**Text section**
● ● ● ● ●

Gooey saliva and a stiffened tip, outfitted with retrorse barbs, make a wickedly effective apparatus for collecting insects deep in wood or anthills. The tongue is rapidly vibrated, snagging and dragging prey toward the waiting bill. Though many sources state that woodpeckers impale grubs on the tongue tip, it is more likely that they simply use the tongue to jiggle them closer, into grabbing position. If you use binoculars to watch woodpeckers at your peanut or suet feeder, you should be able to see their marvelous tongues in action.

Male pileated woodpecker excavating a nesting hole. Photo by B. Thompson, III.

Courtship and Nesting

All woodpeckers peck wood, at least to excavate a nesting cavity. Surprisingly, there are some, notably the flickers and the Melanerpinae (a tribe that includes the red-bellied, red-headed, acorn, and Lewis’s woodpeckers), that seem to do everything but peck into wood for their food. Nevertheless, woodpeckers share some fascinating morphological adaptations that allow them to cling and hammer.

Although most birds have three toes facing forward and one facing back, woodpeckers, all save the three-toed species, have two forward and two back, an arrangement known as zygodactyl.

Social monogamy is the trend in North American woodpeckers; it takes two devoted partners to chisel out a nesting cavity, defend it from interlopers, and tend the brood. Males, in fact, take on the lion’s share of excavation and even incubation and brooding duties in most species.

The nest cavity is usually the male parent’s roost hole, and he continues to sleep in it, incubating the eggs all night and much of the day as well. Nesting as they do in cavities, woodpeckers have no need for egg-camouflaging speckles and blotches; all lay white eggs.

Young woodpeckers are unique in several ways; they are born naked, having no need for insulating down in their warm wooden homes. From this naked state, they acquire their juvenal plumage, and in all but a few species, such as the red-headed woodpecker, this is markedly similar to adult plumage.

Their bills are adorned with touch-sensitive whitish corner flanges, easy for the parents to see in a darkened cavity, and their eyes remain sealed for 10 days or more. Early development concentrates instead on the legs and feet, which are outsized and strong and can carry the naked, still-blind young up the inside of the cavity to clamor for food.

Pileated woodpecker nest, photo by Shutterstock.

● ● ● ● ●

**Material shown**
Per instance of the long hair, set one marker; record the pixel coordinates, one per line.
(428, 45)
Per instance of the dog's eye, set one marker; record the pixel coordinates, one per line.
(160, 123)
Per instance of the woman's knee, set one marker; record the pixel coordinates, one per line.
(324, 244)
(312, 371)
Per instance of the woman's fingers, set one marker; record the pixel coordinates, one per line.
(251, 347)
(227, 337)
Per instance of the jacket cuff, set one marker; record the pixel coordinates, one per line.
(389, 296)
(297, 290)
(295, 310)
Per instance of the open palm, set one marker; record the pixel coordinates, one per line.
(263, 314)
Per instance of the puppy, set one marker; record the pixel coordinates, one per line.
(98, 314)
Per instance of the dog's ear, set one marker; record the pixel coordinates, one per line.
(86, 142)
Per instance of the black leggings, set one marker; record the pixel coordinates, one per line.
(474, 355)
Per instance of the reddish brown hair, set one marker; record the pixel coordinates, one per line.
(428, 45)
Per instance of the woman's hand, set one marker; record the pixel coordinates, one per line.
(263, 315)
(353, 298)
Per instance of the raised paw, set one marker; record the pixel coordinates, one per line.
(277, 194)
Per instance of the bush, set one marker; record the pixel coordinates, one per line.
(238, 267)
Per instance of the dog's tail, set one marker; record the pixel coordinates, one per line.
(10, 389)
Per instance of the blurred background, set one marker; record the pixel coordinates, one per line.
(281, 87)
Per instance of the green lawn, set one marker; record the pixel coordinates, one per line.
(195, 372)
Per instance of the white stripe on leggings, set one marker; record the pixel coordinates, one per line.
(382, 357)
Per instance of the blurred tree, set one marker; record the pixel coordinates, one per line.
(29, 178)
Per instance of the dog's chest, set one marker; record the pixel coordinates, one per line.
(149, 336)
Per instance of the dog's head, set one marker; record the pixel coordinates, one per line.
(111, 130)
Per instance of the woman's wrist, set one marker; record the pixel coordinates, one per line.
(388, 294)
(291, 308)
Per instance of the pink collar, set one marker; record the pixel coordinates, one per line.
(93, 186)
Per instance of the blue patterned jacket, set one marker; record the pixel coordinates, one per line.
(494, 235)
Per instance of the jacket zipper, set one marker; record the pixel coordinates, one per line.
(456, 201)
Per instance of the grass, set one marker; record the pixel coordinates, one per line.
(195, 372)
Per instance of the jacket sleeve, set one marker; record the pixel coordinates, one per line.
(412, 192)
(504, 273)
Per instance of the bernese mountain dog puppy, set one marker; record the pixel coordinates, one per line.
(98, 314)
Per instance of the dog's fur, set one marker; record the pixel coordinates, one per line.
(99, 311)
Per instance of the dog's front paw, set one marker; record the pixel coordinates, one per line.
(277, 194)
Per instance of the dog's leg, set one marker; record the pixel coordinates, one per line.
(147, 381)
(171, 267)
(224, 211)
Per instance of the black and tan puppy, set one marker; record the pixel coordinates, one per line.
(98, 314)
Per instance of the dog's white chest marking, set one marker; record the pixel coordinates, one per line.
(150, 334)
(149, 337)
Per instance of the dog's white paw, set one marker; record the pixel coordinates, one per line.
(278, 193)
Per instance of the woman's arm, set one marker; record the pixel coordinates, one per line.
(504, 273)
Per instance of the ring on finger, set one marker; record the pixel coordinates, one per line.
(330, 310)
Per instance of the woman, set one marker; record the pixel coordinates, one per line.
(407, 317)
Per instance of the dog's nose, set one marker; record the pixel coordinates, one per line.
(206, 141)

● ● ● ● ●

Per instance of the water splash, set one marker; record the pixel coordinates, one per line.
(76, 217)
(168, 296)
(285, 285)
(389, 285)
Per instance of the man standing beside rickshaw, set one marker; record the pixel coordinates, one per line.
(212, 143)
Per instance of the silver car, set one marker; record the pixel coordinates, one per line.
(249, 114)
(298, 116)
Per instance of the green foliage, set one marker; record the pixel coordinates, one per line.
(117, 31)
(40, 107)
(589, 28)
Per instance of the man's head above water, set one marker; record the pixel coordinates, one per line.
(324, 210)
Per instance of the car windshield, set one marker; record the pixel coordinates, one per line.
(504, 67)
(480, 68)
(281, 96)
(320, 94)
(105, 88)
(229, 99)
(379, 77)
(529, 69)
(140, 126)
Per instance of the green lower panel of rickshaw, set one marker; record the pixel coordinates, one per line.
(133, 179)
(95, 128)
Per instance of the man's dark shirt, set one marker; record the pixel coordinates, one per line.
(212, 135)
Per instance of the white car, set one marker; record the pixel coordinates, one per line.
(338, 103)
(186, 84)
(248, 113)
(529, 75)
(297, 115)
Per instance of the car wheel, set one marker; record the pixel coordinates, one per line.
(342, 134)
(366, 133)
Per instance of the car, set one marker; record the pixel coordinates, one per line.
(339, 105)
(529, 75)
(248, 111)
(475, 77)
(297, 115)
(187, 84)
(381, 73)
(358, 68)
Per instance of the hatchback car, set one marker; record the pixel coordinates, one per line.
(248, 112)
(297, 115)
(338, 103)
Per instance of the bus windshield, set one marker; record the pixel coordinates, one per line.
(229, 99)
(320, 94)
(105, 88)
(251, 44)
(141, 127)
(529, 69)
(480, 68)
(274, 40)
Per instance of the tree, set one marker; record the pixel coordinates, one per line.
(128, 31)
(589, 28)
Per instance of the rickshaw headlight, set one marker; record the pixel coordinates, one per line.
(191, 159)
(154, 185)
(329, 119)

● ● ● ● ●

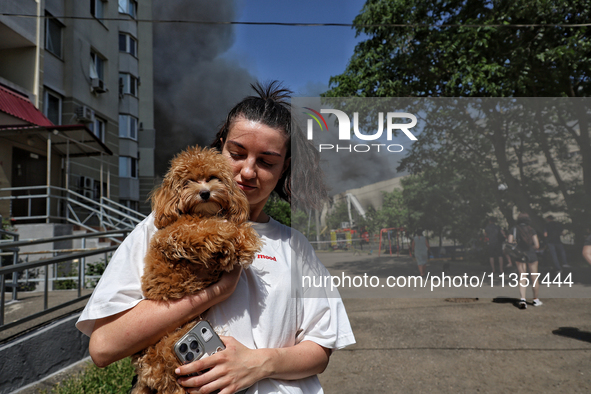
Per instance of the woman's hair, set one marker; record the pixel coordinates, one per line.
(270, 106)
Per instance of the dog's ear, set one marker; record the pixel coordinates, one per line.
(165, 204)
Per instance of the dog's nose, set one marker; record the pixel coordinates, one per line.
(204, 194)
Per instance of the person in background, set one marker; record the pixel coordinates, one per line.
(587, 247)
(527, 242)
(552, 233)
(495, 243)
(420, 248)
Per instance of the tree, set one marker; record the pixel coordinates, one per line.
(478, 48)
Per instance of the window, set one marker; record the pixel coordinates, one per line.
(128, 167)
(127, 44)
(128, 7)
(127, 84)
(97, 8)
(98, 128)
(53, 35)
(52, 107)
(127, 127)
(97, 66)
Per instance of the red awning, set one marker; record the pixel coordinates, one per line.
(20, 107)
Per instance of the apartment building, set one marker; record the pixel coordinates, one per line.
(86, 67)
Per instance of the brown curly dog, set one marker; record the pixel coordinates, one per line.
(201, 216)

● ● ● ● ●

**Task instructions**
- a) Can you reproduce everything in the woodpecker text from "Although most birds" down to "in most species."?
- b) Could you carry on the woodpecker text from the point where it ends?
The records were taken from another source.

**Your responses**
- a)
Although most birds have three toes facing forward and one facing back, woodpeckers, all save the three-toed species, have two forward and two back, an arrangement known as zygodactyl.

Social monogamy is the trend in North American woodpeckers; it takes two devoted partners to chisel out a nesting cavity, defend it from interlopers, and tend the brood. Males, in fact, take on the lion’s share of excavation and even incubation and brooding duties in most species.

- b)
Habitat

Except for the desert-adapted Gila woodpecker and gilded flicker, all North American woodpeckers depend on trees, either in small groves or large, unbroken tracts. The endangered red-cockaded woodpecker, estimated to number about 14,000 individuals, depends on mature pines. Most other woodpecker species are noteworthy for their adaptability; the pileated woodpecker is a prime example.

Once thought to be a reclusive bird of the wilderness, this great, crested giant has embraced the patchwork of second-growth forest that has replaced farmland in much of the country’s interior and can even be seen nesting in suburban woodlots throughout much of the South.

Downy woodpecker photo by B. Wunderlich

Perhaps the most delightful characteristic of woodpeckers as a family is their visibility. Even in the quietest winter woodland, these discreet residents betray themselves with intermittent taps as they hitch and work over the tree trunks. Imagine the available surface area on all the tree trunks in a forest, realize that every inch may hold food for a woodpecker, and you begin to have an idea why so many different species and individuals can coexist in a small patch of woodland.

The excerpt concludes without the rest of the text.